> **Short task**:
Revise the items below so that each "instance" becomes "occurrence", keeping every other character unchanged.

> **Coordinate labeling data**:
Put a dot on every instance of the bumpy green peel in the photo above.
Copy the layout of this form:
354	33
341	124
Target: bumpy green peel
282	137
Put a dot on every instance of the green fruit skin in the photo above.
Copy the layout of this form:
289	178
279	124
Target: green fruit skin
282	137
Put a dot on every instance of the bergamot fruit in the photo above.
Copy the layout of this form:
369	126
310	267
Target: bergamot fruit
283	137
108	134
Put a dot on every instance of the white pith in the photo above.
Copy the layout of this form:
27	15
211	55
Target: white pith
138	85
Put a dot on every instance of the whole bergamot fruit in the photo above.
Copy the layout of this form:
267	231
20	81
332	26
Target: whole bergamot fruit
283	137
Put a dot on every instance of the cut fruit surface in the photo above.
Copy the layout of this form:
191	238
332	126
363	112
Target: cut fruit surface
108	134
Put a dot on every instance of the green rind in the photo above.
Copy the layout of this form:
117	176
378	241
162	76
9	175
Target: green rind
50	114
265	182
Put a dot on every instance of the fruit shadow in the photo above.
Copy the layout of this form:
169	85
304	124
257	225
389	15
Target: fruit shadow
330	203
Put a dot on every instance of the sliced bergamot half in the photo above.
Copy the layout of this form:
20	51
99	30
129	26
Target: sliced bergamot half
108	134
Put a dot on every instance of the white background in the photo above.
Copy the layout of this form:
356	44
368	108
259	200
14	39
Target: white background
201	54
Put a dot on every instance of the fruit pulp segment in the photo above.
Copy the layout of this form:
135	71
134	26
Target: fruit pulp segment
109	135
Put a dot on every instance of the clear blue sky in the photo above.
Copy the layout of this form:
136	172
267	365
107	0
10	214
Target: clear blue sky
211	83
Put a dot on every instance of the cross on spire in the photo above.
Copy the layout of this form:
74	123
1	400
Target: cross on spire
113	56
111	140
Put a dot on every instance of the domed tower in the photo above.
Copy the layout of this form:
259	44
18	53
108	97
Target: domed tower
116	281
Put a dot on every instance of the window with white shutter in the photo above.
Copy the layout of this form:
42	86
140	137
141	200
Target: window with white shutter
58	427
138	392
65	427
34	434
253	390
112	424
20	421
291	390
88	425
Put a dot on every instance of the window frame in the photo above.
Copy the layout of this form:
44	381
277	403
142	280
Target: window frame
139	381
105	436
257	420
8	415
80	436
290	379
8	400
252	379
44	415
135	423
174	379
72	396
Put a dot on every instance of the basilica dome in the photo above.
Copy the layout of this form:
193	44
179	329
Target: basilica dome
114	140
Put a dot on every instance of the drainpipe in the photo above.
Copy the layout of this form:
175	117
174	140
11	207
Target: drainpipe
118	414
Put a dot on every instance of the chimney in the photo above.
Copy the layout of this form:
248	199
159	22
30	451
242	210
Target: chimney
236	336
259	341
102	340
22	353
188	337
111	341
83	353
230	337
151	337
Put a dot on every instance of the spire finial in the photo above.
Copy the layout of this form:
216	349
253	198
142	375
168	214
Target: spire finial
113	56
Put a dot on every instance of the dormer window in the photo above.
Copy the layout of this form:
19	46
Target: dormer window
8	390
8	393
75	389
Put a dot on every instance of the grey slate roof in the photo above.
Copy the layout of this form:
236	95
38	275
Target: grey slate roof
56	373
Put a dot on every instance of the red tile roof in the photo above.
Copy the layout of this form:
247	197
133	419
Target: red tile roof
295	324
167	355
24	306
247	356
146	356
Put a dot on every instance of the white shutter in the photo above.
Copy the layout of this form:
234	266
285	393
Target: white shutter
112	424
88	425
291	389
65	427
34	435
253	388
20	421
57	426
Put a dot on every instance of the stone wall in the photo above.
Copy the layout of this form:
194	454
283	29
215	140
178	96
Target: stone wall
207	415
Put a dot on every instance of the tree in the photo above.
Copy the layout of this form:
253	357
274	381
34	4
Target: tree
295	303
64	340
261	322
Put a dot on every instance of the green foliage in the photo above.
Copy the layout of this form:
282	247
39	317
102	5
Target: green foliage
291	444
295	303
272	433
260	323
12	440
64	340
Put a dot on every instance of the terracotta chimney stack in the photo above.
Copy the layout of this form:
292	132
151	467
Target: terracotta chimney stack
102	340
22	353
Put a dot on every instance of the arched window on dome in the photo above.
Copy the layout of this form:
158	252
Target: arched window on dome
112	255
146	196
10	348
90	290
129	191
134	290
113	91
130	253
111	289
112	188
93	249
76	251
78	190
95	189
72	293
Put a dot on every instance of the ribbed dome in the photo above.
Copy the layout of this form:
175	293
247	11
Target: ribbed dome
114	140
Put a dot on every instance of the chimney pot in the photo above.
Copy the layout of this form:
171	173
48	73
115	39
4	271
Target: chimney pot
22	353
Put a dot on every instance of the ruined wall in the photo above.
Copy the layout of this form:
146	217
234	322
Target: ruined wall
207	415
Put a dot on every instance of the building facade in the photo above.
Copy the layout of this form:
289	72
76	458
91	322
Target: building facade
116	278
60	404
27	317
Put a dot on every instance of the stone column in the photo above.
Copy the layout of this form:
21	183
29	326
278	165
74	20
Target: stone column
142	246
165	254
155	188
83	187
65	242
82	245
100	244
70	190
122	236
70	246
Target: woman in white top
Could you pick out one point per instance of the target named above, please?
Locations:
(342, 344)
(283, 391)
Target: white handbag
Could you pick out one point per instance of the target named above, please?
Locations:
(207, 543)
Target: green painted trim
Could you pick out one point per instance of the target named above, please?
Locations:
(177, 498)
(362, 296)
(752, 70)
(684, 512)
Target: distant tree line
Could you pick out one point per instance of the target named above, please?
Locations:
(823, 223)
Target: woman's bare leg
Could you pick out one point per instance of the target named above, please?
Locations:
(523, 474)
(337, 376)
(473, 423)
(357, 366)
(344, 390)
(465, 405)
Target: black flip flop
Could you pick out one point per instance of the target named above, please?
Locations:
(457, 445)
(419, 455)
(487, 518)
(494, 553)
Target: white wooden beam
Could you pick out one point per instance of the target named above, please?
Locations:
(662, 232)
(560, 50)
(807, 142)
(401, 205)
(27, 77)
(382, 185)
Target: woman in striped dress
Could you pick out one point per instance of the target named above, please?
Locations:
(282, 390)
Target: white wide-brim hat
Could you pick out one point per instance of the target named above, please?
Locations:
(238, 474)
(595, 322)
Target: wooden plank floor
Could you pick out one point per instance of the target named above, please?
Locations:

> **Finished exercise**:
Put a dot on every occurrence of the bumpy green peel in the photo above.
Copy the layout of this form:
354	33
341	124
Target: bumpy green peel
282	137
Put a dot on every occurrence of the green fruit skin in the photo above.
Copy the layout of this form:
289	178
279	124
Target: green fruit skin
282	137
Put a dot on every occurrence of the bergamot fruit in the photo above.
Copy the layout of this form:
369	126
310	267
Target: bergamot fruit
283	137
108	134
Put a dot on every occurrence of the white pith in the photo above.
Copy the layout of this form:
27	15
211	55
Target: white pith
138	85
Put a dot on every occurrence of the whole bergamot fruit in the photo above.
Copy the layout of this form:
267	231
20	81
332	26
Target: whole bergamot fruit
283	137
Put a dot on every occurrence of the cut fruit surface in the photo above.
Copy the layout of this form:
191	238
332	126
363	112
Target: cut fruit surface
108	134
Put a dot on every occurrence of the green rind in the photo above.
Copy the layout of this form:
117	176
378	241
162	76
9	175
Target: green rind
50	114
265	182
Put a dot on every occurrence of the fruit shadow in the photo above.
Copy the layout of this form:
169	85
304	124
257	225
389	15
Target: fruit shadow
330	203
Put a dot on every occurrence of the sliced bergamot half in the photo above.
Copy the layout of this form:
20	51
99	30
129	26
Target: sliced bergamot half
108	134
Put a dot on every occurrence of the white background in the photo above.
Copy the layout of this form:
356	44
368	108
259	200
14	39
Target: white background
201	54
Put a dot on every occurrence of the fruit pulp segment in the photo above.
Copy the layout of this form:
135	71
134	26
Target: fruit pulp segment
109	135
Put a dot on every occurrence of the clear blue sky in the photo above.
Copy the layout of this form:
136	172
267	365
107	0
10	214
Target: clear blue sky
211	83
Put a dot on every occurrence of the cross on spire in the photo above.
Copy the layout of this form:
74	123
1	400
Target: cross on spire
113	56
111	140
Put a dot on every occurrence of the domed tower in the photo above.
Copy the layout of this form:
259	44
18	53
108	97
Target: domed tower
116	281
Put a dot on every occurrence of the window with white shutter in the photo above.
Copy the layout of this form:
42	86
140	137
141	200
Target: window with white shutter
58	427
138	392
65	427
34	434
253	390
112	424
20	421
291	390
88	425
Put a dot on every occurrence of the window frame in the photo above.
Copy the layout of this form:
44	381
277	403
142	280
Target: window frame
139	381
105	436
257	420
8	415
80	436
290	379
8	400
252	379
44	415
135	423
174	379
72	396
Put a dot on every occurrence of the basilica dome in the photo above.
Copy the layout of this form:
193	44
179	329
Target: basilica dome
114	140
Put a dot on every occurrence of the drainpipe in the photo above.
Copy the layout of this form:
175	117
174	140
11	207
Target: drainpipe
118	414
Put a dot on every occurrence of the chimney in the photo above.
Copy the layout of this form:
248	199
159	22
30	451
242	210
Target: chimney
236	336
259	341
102	340
22	353
188	337
111	341
83	353
230	337
151	337
Put a dot on every occurrence of the spire finial in the photo above.
Copy the layout of this form:
216	349
253	198
142	375
168	214
Target: spire finial
113	56
Put a dot on every occurrence of the dormer window in the photo above.
Copy the layout of this form:
19	46
Target: dormer window
8	390
8	393
75	389
Put a dot on every occurrence of the grey slate roof in the photo above.
Copy the layout of this form:
236	95
38	275
Target: grey slate roof
56	373
Put a dot on every occurrence of the red tile roof in the photo above.
Copy the layout of this form:
247	197
133	419
Target: red tile roof
295	324
167	355
24	306
247	356
146	356
Put a dot on every occurrence of the white shutter in the photo above.
Copy the layout of this form:
234	266
285	393
Target: white shutter
112	424
88	425
291	389
65	427
34	435
253	388
20	421
57	426
Put a dot on every occurrence of the stone wall in the photo above.
Copy the layout of this form:
194	454
283	29
215	140
178	96
Target: stone wall
207	415
Put a dot on every occurrence of the tree in the photo above.
Copy the layout of this form:
253	357
274	381
34	4
Target: tree
295	303
64	340
261	322
Put a dot on every occurrence of the green foliage in the photo above.
Copy the layout of this form:
282	247
39	317
102	5
Target: green foliage
291	444
295	303
272	433
260	323
12	440
64	340
Put a dot on every occurrence of the terracotta chimney stack in the photo above.
Copy the layout of this form:
292	132
151	467
Target: terracotta chimney stack
102	340
22	353
Put a dot on every occurrence of the arched window on dome in the photo above.
Copy the layout of this form:
158	252
Target: arched window on dome
112	255
146	196
10	348
90	290
129	191
134	290
113	91
130	253
111	289
112	188
93	249
76	251
78	190
95	189
72	293
Put a dot on every occurrence of the ribbed dome in the photo above.
Copy the layout of this form:
175	293
247	11
Target: ribbed dome
114	140
Put a dot on every occurrence of the chimney pot in the photo above.
Copy the layout of this form:
171	173
48	73
115	39
4	271
Target: chimney pot
22	353
Put a dot on every occurrence of the ruined wall in the photo above.
Copy the layout of this form:
146	217
234	322
Target: ruined wall
207	415
Put a dot on every occurrence of the building facade in the photo above.
Copy the layout of this form:
289	72
76	458
91	322
Target: building facade
116	278
60	404
27	317
Put a dot on every occurrence of the stone column in the photo above.
Copy the layout of this form:
21	183
29	326
278	165
74	20
Target: stone column
142	246
165	254
155	188
83	187
65	242
82	245
100	244
70	190
122	236
70	246
Target: woman in white top
Could you pick out one point per occurrence of the target named above, please?
Locations:
(342, 344)
(283, 391)
Target: white handbag
Could you pick out one point per occurrence of the target named above, please?
Locations:
(207, 543)
Target: green painted trim
Could you pick out one point per occurrence of the target named above, please?
Locations:
(177, 498)
(362, 296)
(752, 70)
(684, 512)
Target: distant tree line
Could you pick out one point per occurrence of the target named above, please?
Locations:
(823, 223)
Target: woman's bare leg
Could you pick out one point per occurrence of the target named above, please?
Locations:
(523, 474)
(337, 376)
(473, 423)
(357, 366)
(344, 390)
(465, 405)
Target: black flip flop
Could you pick out one point per occurrence of the target named above, please?
Locations:
(457, 445)
(419, 455)
(487, 518)
(494, 553)
Target: white wooden beam
Could you pick out one point per occurrence of the target named above, please?
Locations:
(662, 232)
(560, 50)
(807, 142)
(401, 205)
(27, 77)
(382, 185)
Target: woman in striped dress
Could you pick out one point per occurrence of the target named above, please?
Locations:
(282, 390)
Target: white wide-brim hat
Could you pick out one point per occurrence of the target named above, please?
Locations:
(238, 474)
(595, 322)
Target: wooden plank floor
Could you pick out one point per occurrence of the target named above, please?
Locations:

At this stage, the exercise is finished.